- Task to complete
Reproduce the full passage on masking strategies for abdominal lymph nodes in CT images, word for word.

The abdominal lymph nodes of CT images are miniscule and inconspicuous, surrounded by tissues such as blood vessels and muscles. The detailed visualization of masking strategies is illustrated in Figure 5 with the example node marked by a red rectangular box. The labeling box inevitably destroys the semantic information contained in the original CT scanning images. In order to better utilize the internal feature, an approach to retain the semantic information is desirable. Image masks can retain information in specific areas and block out the interference of irrelevant areas. The mask is a binary matrix mapping from a picture, where pixel value 1 represents the region of interest (ROI) and pixel value 0 represents the region to be ignored. Image mask has 2 obvious advantages: visualizing node coordinates from the corresponding CT image and reserving useful features based on spatial prior. We proposed 6 masking strategies to address the node partition task, each representing different semantic information.
- Masking strategy I: Masking strategy I was designed to introduce the approximate positional information of abdominal lymph nodes. The original CT image with a labeling box is processed by binarization treatment. Within the labeling box, the pixel values are set to 1. The pixel values of the other area in this CT image are set to 0.

Dataset records
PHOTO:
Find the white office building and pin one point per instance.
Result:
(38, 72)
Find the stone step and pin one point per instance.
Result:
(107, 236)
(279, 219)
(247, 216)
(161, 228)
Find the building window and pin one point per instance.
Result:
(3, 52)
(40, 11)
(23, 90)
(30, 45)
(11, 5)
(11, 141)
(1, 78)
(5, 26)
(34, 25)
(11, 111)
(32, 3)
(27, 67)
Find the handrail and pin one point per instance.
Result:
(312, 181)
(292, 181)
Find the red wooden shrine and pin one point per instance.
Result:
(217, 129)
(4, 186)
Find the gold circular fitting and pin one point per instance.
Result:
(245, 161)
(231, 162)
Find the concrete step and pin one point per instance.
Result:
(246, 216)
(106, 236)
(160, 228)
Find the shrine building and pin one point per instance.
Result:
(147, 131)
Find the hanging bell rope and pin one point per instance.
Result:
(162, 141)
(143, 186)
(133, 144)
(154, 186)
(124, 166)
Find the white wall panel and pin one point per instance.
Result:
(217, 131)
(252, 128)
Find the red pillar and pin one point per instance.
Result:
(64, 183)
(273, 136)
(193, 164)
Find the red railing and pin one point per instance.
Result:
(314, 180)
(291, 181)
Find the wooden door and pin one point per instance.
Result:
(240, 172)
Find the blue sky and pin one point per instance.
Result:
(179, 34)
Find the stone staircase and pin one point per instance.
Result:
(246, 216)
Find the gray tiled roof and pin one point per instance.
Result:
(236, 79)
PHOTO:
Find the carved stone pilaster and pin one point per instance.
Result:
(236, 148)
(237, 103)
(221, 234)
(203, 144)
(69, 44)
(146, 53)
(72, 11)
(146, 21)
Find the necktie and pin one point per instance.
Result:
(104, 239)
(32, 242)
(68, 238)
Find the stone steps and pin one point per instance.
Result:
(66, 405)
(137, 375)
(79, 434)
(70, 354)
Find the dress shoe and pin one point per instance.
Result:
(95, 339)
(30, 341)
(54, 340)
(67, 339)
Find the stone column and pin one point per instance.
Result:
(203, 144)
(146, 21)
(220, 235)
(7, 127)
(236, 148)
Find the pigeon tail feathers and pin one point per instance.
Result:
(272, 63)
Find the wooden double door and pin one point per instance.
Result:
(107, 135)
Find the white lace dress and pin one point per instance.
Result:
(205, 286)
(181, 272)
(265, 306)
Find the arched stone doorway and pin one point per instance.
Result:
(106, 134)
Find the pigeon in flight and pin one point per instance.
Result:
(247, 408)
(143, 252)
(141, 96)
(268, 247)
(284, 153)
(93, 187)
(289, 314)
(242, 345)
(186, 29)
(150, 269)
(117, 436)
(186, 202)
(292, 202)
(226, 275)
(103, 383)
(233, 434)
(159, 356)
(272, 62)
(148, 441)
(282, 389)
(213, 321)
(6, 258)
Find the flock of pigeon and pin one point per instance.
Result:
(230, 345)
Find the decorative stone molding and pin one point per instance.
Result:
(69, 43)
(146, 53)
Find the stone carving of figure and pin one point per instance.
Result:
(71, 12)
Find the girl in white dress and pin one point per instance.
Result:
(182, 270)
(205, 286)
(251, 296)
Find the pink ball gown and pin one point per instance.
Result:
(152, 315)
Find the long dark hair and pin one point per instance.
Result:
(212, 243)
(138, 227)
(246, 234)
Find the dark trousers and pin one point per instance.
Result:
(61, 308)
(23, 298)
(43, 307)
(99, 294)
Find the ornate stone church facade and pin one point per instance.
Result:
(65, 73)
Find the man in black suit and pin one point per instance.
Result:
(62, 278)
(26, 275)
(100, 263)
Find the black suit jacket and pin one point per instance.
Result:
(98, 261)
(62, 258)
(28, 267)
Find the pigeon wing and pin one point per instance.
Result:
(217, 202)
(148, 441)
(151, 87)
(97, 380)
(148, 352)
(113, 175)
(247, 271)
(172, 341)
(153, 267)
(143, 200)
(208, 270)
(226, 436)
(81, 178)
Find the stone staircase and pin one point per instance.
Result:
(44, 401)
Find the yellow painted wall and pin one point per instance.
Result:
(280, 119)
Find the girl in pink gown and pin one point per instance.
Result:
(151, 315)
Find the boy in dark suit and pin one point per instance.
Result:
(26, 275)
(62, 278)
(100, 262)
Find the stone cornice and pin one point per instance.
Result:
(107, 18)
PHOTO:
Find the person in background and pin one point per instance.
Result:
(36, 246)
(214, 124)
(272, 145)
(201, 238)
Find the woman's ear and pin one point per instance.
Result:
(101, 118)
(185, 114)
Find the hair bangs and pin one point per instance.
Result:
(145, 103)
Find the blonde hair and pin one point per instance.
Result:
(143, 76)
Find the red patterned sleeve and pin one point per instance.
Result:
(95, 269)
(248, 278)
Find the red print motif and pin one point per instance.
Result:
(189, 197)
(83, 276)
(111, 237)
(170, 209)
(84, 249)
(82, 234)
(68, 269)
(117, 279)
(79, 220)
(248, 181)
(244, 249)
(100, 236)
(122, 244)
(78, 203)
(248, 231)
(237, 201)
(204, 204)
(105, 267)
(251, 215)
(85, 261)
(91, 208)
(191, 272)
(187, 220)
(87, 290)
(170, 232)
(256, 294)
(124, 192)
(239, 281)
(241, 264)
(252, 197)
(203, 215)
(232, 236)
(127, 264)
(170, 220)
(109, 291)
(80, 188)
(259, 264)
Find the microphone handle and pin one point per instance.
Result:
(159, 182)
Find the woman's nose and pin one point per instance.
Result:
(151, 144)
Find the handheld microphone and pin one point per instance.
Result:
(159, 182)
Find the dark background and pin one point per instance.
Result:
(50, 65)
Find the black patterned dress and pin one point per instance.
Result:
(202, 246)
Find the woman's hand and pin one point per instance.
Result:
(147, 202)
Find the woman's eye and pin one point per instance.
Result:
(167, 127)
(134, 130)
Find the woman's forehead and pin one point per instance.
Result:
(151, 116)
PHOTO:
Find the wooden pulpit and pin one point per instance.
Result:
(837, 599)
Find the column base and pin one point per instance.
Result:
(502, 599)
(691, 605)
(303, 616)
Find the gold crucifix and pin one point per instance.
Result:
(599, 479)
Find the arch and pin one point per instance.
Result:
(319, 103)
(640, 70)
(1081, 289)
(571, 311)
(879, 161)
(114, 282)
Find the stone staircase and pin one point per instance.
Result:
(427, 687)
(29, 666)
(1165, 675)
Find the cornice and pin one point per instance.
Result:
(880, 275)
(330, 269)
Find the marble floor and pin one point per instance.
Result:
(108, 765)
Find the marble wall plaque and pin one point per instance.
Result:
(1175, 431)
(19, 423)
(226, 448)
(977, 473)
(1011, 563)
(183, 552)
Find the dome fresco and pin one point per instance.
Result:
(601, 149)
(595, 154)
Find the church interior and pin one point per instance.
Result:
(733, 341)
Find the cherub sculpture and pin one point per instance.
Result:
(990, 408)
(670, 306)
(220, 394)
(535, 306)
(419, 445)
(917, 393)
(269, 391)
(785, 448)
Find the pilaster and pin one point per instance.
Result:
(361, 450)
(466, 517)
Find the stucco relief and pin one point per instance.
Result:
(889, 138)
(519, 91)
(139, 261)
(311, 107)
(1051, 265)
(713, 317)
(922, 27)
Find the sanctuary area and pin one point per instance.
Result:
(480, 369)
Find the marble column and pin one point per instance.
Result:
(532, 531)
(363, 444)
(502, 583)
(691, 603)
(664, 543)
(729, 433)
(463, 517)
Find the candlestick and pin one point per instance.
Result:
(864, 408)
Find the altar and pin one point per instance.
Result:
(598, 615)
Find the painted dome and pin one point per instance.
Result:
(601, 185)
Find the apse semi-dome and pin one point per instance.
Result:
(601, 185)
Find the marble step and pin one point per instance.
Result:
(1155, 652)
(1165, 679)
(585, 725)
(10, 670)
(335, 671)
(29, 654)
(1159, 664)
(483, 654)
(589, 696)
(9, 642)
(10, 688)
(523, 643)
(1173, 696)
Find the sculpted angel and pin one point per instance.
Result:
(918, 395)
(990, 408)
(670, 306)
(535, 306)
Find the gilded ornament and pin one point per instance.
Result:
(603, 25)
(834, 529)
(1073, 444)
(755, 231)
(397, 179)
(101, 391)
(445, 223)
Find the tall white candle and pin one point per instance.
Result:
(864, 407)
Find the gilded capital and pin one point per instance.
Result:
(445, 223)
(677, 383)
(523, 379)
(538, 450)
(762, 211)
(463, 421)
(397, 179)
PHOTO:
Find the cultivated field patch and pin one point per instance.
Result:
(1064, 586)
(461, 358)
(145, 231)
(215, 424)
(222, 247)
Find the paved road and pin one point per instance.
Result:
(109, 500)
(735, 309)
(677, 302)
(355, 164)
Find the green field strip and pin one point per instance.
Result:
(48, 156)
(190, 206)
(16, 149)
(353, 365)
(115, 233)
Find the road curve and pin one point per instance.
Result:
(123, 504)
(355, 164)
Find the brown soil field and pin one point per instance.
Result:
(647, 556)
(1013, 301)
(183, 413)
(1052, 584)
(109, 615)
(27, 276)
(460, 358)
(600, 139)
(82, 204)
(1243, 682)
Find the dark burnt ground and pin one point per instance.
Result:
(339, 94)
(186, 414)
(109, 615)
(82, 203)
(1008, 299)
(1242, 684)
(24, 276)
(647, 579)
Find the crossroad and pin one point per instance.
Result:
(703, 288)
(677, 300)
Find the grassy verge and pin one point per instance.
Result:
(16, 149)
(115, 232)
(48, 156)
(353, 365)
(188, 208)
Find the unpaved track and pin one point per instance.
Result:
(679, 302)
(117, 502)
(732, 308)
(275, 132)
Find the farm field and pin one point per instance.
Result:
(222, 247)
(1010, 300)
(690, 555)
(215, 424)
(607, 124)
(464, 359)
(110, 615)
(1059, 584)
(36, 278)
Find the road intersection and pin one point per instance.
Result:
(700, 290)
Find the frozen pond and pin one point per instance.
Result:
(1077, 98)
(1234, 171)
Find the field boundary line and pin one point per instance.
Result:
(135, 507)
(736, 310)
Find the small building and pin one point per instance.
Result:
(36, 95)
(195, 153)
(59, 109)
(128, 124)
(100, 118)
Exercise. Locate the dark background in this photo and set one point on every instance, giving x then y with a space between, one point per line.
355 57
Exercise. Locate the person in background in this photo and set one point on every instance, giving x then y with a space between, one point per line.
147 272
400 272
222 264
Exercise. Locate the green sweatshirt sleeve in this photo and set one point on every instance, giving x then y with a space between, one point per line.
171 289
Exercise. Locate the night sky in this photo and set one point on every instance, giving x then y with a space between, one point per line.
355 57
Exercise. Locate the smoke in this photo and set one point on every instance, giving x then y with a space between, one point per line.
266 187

- Solution for this exercise
The abdominal lymph nodes of CT images are miniscule and inconspicuous, surrounded by tissues such as blood vessels and muscles. The detailed visualization of masking strategies is illustrated in Figure 5 with the example node marked by a red rectangular box. The labeling box inevitably destroys the semantic information contained in the original CT scanning images. In order to better utilize the internal feature, an approach to retain the semantic information is desirable. Image masks can retain information in specific areas and block out the interference of irrelevant areas. The mask is a binary matrix mapping from a picture, where pixel value 1 represents the region of interest (ROI) and pixel value 0 represents the region to be ignored. Image mask has 2 obvious advantages: visualizing node coordinates from the corresponding CT image and reserving useful features based on spatial prior. We proposed 6 masking strategies to address the node partition task, each representing different semantic information.
- Masking strategy I: Masking strategy I was designed to introduce the approximate positional information of abdominal lymph nodes. The original CT image with a labeling box is processed by binarization treatment. Within the labeling box, the pixel values are set to 1. The pixel values of the other area in this CT image are set to 0.